What the task asks:
Put every line of the items below into a numbered list. Skip blank lines and leave out the pictures.

Given information:

■ ■ ■ ■ ■

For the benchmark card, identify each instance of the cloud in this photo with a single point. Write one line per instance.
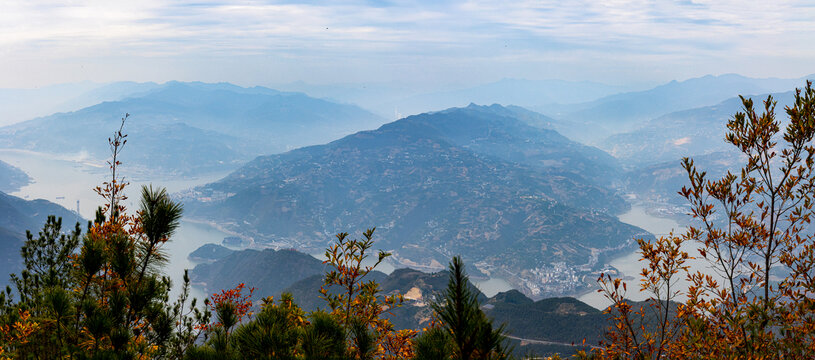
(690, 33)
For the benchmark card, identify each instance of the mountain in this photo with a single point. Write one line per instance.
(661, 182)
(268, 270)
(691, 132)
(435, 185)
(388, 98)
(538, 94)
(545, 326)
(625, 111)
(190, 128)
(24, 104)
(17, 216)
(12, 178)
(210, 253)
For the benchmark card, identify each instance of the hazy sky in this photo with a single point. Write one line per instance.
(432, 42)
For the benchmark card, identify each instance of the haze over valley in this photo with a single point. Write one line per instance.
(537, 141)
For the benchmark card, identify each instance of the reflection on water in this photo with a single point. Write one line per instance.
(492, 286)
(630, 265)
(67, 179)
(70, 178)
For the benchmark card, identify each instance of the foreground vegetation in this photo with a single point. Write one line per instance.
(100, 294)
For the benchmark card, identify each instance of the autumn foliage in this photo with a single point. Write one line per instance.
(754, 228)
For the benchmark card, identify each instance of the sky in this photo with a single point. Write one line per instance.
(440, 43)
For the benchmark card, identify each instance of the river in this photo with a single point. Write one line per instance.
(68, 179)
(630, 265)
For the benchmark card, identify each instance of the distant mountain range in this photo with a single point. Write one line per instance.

■ ■ ■ ■ ■

Solution to the problem:
1. For the benchmark card, identify each instance of the cloud in this photo with a single point. Write one line per instance.
2. (690, 33)
3. For the benchmark card, identify each instance of the mountain in this photo with a single point. Write one line per instance.
4. (661, 182)
5. (268, 270)
6. (691, 132)
7. (435, 185)
8. (388, 98)
9. (538, 94)
10. (545, 326)
11. (625, 111)
12. (190, 128)
13. (24, 104)
14. (17, 216)
15. (12, 178)
16. (210, 253)
17. For the benchmark card, identify each instance of the hazy sky in this photo with a single point. Write one line per instance.
18. (432, 42)
19. For the benchmark card, identify each instance of the haze over valley in this photo with a single point. Write one line per instance.
20. (537, 141)
21. For the benchmark card, identify each instance of the reflection on water in this photo with a single point. Write one line per instance.
22. (492, 286)
23. (630, 265)
24. (67, 179)
25. (70, 178)
26. For the benchmark card, identify each instance of the foreground vegetation in this photo with a single point. Write one line per instance.
27. (100, 294)
28. For the benchmark card, identify each instance of the autumn foliage in this photo with a single point. Write one line per instance.
29. (754, 228)
30. For the benchmark card, identify each instance of the sky in this photo with a single point. Write one line per instance.
31. (440, 43)
32. For the benchmark card, identify each instance of the river in this photo with a single point. Write one line per instance.
33. (68, 179)
34. (630, 265)
35. For the benchmark card, identify each instance of the distant mountain range in this photo with a single point. Write one line per instance.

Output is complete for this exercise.